___ EXTRAIT CHOISI

Il était aussi fort dévot au glorieux martyr saint Vincent, son patron; et ayant un jour appris qu’une personne de mérite et de piété avait des habitudes et connaissances en Espagne, il la pria d’employer son crédit pour avoir des mémoires de la tradition de ce royaume-là, touchant la vie et le martyre de ce bienheureux saint, plus amples que ne sont ceux qui se trouvent dans l’abrégé de son histoire. Il avait encore une vénération spéciale pour saint Vincent Ferrier; on a remarqué qu’en plusieurs de ses retraites spirituelles, il faisait sa lecture dans le livre que ce saint a compose; et par cette lecture il avait si bien imprimé dans son esprit ses actions plus remarquables, et ses plus saintes maximes, qu’il les rapportait souvent dans ses discours, et était encore plus soigneux de les mettre en pratique, imitant particulièrement le zèle que ce grand saint avait eu pour procurer la conversion les pécheurs et le salut des âmes.

Il honorait avec de grands sentiments de piété les reliques des saints. Parlant un jour à sa Communauté sur le sujet d’une procession que Messieurs du Chapitre de Notre-Dame de Paris ont accoutumé de faire à Saint-Lazare, et en laquelle ils portent ordinairement les principales reliques qu’ils ont en leur église: « Nous nous mettrons, leur dit, en disposition de recevoir ces précieuses reliques, comme si c’étaient les saints mêmes dont elles sont les reliques qui nous fissent l’honneur de nous venir visiter; et ainsi nous honorerons Dieu en ses saints, et nous le supplierons qu’il nous rende participants des grâces qu’il a si abondamment versées dans leurs âmes.»

Or, l’intention principale de M. Vincent, dans la dévotion qu’il avait pour les anges et pour les saints, était d’honorer en eux les dons de Dieu et son Saint-Esprit, dont ils étaient les temples; en sorte que l’honneur qu’il leur rendait et les prières qu’il leur offrait avaient Dieu pour principal objet et pour dernière fin; et tous les devoirs de piété dont il s’acquittait envers eux n’étaient que des moyens pour rendre à sa divine Majesté une gloire plus étendue, et pour l’invoquer plus efficacement par leurs intercessions; suivant en cela les intentions de l’Église, auxquelles ce grand serviteur de Dieu s’étudiait toujours à conformer les siennes, se tenant fidèlement et constamment dans tous les sentiments de cette mère commune de tous les enfants de Dieu, et se soumettant en toutes choses à sa conduite qu’il reconnaissait toute sainte, comme lui étant inspirée par celui qui est l’Auteur de toute sainteté.

Que si la ferveur de la dévotion le portait a exhorter les autres à entrer dans les sentiments dont il était animé, elle faisait aussi qu’il déplorait grandement la froideur et l’indévotion de la plupart des chrétiens de ce temps; et on l’a vu souvent, les larmes aux yeux, parler de la ferveur et de l’exactitude des Turcs pour les exercices de leur fausse religion, leurs assujettissements, leur silence, leur modestie et retenue dans leurs mosquées; et sur cela il disait qu’il y avait grand sujet de craindre que ces pauvres infidèles ne fussent un jour nos juges, et qu’ils ne condamnassent devant Dieu notre tiédeur et notre indévotion.

______

OBJECTIF VISÉ ::
D'après l'extrait choisi, dans quel livre M. Vincent faisait-il sa lecture au cours de plusieurs de ses retraites spirituelles ? Les entrées ne sont pas nécessaires pour ce travail.

___ ENTRÉES

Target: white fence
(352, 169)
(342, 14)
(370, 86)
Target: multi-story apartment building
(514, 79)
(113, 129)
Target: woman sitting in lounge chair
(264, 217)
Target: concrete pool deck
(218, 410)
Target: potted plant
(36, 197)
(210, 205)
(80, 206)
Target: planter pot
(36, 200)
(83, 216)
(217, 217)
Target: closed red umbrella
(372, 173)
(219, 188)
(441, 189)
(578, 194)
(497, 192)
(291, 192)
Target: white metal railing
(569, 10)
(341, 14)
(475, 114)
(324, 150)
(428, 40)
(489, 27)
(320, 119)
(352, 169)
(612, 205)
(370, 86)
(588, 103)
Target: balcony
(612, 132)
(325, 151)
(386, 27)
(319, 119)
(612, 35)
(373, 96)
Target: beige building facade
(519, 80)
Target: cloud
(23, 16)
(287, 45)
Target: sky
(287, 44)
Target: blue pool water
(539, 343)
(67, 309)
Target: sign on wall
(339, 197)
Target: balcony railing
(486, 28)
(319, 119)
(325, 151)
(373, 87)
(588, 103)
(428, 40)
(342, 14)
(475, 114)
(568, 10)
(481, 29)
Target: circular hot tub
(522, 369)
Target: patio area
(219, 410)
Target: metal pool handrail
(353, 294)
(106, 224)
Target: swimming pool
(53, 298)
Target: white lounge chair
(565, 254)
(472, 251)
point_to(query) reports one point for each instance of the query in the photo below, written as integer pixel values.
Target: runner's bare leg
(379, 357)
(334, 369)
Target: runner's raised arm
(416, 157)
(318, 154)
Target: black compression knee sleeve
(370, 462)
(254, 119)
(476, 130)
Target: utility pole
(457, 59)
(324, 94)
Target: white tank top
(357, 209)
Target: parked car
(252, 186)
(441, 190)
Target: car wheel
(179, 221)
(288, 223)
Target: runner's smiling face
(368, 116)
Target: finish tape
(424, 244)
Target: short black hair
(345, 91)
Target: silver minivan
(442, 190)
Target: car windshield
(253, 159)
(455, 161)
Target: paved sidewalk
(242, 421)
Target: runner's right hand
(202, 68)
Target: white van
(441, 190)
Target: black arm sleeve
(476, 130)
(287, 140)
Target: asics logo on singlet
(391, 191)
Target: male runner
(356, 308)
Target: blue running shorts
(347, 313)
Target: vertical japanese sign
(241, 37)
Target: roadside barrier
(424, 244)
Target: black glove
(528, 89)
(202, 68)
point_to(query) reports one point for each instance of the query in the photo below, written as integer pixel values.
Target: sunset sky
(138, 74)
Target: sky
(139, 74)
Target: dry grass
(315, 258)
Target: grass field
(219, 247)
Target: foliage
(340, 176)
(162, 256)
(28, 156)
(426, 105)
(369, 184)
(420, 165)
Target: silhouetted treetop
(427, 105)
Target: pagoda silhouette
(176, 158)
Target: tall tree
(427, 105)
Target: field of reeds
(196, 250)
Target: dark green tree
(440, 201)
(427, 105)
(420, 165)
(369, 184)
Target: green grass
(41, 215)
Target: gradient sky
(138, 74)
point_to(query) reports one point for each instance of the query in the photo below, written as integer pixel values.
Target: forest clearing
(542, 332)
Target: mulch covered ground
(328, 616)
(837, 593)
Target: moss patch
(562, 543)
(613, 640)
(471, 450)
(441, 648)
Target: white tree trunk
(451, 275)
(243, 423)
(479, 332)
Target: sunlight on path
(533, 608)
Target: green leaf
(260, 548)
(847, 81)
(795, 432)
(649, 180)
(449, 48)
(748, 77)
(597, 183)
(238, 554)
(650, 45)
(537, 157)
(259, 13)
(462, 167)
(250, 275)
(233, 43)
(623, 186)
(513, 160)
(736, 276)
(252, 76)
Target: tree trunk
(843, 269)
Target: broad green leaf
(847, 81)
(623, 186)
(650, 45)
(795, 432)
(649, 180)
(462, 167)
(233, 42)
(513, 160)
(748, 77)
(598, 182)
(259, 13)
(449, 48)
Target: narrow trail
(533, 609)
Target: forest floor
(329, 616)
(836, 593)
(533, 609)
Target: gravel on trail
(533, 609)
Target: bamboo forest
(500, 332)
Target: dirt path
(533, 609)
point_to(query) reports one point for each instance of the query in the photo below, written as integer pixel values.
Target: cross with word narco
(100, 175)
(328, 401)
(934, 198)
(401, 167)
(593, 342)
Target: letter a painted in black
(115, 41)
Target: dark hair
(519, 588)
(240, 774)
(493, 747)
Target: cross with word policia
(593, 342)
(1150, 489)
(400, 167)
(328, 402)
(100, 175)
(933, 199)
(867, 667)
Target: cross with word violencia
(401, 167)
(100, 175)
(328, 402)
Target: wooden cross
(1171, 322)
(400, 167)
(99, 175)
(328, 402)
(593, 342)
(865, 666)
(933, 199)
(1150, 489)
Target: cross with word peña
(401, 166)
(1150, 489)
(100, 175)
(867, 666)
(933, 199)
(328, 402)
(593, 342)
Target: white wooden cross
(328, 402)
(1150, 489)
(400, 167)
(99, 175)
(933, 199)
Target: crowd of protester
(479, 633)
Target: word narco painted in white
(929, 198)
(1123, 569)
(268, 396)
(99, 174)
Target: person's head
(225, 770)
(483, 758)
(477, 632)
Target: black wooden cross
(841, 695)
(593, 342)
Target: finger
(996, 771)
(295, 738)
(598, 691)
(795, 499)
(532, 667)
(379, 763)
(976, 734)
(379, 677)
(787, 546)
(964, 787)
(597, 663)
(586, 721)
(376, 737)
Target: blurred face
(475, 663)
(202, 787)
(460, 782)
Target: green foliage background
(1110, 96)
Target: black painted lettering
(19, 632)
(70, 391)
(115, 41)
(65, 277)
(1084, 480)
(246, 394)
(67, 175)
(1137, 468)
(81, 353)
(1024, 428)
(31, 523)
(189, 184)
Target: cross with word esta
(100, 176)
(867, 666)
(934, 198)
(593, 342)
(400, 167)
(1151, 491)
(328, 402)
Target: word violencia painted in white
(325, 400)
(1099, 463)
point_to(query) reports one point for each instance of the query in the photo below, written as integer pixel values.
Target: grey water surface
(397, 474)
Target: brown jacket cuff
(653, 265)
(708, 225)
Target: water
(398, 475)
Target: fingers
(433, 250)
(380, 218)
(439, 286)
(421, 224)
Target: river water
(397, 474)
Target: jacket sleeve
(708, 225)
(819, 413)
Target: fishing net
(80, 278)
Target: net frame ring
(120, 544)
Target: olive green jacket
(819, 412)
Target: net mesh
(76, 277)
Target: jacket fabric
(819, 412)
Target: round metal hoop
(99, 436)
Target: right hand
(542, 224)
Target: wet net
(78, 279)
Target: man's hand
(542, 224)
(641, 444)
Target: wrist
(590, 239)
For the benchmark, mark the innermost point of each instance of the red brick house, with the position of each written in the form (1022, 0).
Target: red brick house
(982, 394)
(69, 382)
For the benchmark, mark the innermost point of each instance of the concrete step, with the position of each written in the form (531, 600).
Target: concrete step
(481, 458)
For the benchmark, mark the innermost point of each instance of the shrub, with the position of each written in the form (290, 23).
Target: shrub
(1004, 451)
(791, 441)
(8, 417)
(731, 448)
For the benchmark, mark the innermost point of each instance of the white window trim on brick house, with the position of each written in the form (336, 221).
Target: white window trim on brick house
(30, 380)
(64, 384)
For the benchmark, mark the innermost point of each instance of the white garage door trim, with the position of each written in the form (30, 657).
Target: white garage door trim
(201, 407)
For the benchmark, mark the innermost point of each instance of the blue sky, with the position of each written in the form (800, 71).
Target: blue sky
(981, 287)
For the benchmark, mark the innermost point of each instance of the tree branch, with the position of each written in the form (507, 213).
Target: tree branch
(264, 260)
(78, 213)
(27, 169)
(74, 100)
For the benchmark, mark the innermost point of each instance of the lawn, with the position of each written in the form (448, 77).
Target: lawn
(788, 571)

______

CORRIGÉ DÉTAILLÉ ::
Dans le livre que saint Vincent Ferrier a composé.